Passage to read:
# # # # # # #
Historical population
| Census | Pop. | Note | %± |
| 1950 | 119 |  | — |
| 1960 | 129 |  | 8.4% |
| 1970 | 105 |  | −18.6% |
| 1980 | 73 |  | −30.5% |
| 1990 | 63 |  | −13.7% |
| 2000 | 72 |  | 14.3% |
| 2010 | 55 |  | −23.6% |
| 2020 | 82 |  | 49.1% |
U.S. Decennial Census

===2020 census===

As of the 2020 census, Prescott had a population of 82. The median age was 53.5 years, 17.1% of residents were under the age of 18, and 34.1% of residents were 65 years of age or older. For every 100 females there were 121.6 males, and for every 100 females age 18 and over there were 112.5 males age 18 and over.

0% of residents lived in urban areas, while 100.0% lived in rural areas.

There were 39 households in Prescott, of which 48.7% had children under the age of 18 living in them. Of all households, 43.6% were married-couple households, 23.1% were households with a male householder and no spouse or partner present, and 23.1% were households with a female householder and no spouse or partner present. About 18.0% of all households were made up of individuals and 7.7% had someone living alone who was 65 years of age or older.

There were 39 housing units, of which 0% were vacant. Among occupied housing units, 87.2% were owner-occupied and 12.8% were renter-occupied. The homeowner vacancy rate was <0.1% and the rental vacancy rate was <0.1%.

Racial composition as of the 2020 census
| Race | Number | Percent |
|---|---|---|
| White | 77 | 93.9% |
| Black or African American | 0 | 0% |
| American Indian and Alaska Native | 1 | 1.2% |
| Asian | 0 | 0% |
| Native Hawaiian and Other Pacific Islander | 1 | 1.2% |
| Some other race | 0 | 0% |
| Two or more races | 3 | 3.7% |
| Hispanic or Latino (of any race) | 2 | 2.4% |

===2010 census===
As of the census of 2010, there were 55 people, 26 households, and 18 families residing in the city. The population density was 916.7 PD/sqmi. There were 31 housing units at an average density of 516.7 /sqmi. The racial makeup of the city was 85% (47 residents) White, 2% (1 resident) African American, 4% (2 residents) Native American, and 9% (5 residents) from two or more races.

There were 26 households, of which 11.5% had children under the age of 18 living with them, 61.5% were married couples living together, 7.7% had a female householder with no husband present, and 30.8% were non-families. 30.8% of all households were made up of individuals, and 3.8% had someone living alone who was 65 years of age or older. The average household size was 2.12 and the average family size was 2.56.

The median age in the city was 51.5 years. 9.1% of residents were under the age of 18; 1.8% were between the ages of 18 and 24; 25.4% were from 25 to 44; 43.6% were from 45 to 64; and 20% were 65 years of age or older. The gender makeup of the city was 54.5% male and 45.5% female.

===2000 census===
As of the census of 2000, there were 72 people, 28 households, and 19 families residing in the city. The population density was 1,200.2 PD/sqmi. There were 33 housing units at an average density of 550.1 /sqmi. The racial makeup of the city was 96% White, 1% Native American, and 3% from two or more races. 24% were of German, 11% Finnish, 11% European, 10% American, 10% Norwegian, 8% Swedish and 5% English ancestry according to Census 2000.
# # # # # # #
Available data:
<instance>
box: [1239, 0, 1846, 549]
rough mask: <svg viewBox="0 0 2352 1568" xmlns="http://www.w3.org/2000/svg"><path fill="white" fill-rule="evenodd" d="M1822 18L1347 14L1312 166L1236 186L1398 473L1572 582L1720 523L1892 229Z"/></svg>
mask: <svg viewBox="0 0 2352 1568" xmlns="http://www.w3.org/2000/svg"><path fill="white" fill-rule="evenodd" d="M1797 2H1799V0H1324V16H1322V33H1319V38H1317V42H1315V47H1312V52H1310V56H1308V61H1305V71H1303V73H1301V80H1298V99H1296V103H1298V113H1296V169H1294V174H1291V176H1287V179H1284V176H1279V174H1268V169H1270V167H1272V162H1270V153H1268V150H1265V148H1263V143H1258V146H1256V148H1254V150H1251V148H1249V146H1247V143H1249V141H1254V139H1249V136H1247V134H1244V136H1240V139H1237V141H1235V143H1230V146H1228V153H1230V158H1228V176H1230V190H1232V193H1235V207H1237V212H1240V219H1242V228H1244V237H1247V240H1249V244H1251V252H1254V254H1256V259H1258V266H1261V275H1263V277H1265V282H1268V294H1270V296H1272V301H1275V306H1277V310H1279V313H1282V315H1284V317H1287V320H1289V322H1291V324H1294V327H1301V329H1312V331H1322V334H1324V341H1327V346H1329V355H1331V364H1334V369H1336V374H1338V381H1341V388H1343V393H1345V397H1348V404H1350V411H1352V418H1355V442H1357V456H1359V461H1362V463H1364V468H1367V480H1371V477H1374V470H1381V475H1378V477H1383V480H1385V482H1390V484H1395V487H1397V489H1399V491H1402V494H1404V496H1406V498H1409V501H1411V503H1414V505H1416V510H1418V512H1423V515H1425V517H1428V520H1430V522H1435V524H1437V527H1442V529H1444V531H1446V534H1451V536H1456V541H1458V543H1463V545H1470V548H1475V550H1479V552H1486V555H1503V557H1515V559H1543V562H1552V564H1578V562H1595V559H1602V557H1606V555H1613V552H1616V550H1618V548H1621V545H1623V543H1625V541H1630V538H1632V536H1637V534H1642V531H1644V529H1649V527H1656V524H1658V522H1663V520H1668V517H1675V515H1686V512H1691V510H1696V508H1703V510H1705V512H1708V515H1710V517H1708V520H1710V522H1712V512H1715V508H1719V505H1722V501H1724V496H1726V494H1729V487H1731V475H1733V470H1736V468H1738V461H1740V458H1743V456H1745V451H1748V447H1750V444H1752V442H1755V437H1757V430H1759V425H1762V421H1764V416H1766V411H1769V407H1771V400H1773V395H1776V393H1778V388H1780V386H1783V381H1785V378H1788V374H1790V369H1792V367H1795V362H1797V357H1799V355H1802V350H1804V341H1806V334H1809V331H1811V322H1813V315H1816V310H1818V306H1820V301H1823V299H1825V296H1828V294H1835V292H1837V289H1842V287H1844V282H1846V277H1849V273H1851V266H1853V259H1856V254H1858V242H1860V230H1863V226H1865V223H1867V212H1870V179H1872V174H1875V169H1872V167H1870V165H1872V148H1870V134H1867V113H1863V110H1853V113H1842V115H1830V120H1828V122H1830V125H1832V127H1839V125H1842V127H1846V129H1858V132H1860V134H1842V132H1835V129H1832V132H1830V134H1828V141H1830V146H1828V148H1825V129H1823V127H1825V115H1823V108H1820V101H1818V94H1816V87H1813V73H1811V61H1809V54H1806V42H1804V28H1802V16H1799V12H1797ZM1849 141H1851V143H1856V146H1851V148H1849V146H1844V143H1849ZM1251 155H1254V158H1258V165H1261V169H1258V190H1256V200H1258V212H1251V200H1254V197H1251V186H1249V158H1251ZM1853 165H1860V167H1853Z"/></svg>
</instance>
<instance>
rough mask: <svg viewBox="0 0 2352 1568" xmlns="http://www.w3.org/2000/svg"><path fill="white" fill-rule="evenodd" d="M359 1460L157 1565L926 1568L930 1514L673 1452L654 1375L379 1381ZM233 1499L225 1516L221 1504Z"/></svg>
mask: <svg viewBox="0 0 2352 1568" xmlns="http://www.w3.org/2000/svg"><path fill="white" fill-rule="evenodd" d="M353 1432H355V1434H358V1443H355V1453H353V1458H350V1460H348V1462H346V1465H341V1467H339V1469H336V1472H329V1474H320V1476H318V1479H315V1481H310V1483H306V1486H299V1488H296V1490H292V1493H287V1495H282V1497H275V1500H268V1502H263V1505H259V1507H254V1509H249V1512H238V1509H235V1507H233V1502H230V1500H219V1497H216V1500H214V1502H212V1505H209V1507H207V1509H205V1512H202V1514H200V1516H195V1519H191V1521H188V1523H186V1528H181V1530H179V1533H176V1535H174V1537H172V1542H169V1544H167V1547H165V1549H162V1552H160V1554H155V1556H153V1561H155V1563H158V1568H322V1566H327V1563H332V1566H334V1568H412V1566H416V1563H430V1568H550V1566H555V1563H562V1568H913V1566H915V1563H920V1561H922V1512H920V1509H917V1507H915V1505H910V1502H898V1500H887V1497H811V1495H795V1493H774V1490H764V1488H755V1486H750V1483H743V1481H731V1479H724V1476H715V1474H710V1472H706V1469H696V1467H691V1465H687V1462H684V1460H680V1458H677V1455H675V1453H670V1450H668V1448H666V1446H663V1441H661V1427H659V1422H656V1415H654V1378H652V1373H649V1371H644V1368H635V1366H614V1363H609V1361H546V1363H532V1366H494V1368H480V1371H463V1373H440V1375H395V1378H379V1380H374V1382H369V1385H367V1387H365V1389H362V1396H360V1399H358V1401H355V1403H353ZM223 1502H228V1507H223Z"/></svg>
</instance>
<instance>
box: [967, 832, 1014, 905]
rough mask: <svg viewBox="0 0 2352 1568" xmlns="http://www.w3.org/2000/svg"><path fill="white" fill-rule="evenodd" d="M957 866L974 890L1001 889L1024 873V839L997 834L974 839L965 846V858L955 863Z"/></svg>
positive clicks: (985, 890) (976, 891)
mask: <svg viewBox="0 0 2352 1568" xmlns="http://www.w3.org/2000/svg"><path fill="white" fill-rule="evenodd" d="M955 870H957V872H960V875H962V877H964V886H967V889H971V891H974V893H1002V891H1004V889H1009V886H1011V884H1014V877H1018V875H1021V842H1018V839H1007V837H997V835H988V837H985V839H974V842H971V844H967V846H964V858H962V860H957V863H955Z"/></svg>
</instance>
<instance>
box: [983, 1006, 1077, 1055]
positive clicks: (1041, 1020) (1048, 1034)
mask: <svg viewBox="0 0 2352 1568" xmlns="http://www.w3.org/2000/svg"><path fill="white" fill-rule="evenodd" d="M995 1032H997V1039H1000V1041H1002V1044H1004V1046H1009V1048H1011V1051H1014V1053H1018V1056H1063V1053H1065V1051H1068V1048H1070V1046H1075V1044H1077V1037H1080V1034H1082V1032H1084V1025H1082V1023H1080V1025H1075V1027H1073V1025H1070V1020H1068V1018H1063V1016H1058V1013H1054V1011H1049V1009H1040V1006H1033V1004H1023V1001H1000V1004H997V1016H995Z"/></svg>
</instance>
# # # # # # #
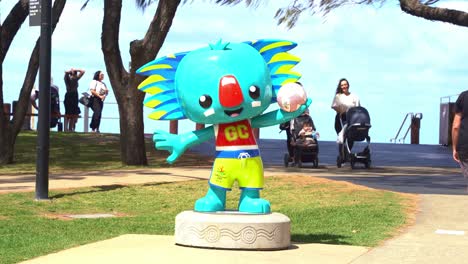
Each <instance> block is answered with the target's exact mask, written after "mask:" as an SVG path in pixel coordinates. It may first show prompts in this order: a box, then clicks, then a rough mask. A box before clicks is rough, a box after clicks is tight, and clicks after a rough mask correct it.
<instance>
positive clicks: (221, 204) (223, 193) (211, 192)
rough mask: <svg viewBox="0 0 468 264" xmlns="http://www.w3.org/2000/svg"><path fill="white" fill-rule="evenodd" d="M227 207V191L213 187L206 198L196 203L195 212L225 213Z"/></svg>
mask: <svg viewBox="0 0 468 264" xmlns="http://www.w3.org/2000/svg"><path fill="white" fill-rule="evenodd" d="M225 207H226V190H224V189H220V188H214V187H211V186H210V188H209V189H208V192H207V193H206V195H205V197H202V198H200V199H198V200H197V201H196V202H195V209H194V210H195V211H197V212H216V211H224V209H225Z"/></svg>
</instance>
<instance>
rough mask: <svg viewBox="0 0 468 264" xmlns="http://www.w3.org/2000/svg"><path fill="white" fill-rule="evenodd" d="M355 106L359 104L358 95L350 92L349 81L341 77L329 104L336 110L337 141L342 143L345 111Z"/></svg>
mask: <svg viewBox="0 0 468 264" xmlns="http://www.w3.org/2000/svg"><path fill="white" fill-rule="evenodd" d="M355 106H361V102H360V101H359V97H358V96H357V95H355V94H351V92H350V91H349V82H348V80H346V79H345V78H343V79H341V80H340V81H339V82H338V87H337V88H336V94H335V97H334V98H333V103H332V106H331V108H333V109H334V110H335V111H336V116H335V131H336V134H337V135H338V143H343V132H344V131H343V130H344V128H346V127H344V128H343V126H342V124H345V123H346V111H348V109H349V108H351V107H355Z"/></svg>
# # # # # # #
Problem details: What was the median age in Prescott at the 2020 census, according to the Prescott census passage? Answer from the Prescott census passage alone, without the data.

Solution for this problem: 53.5 years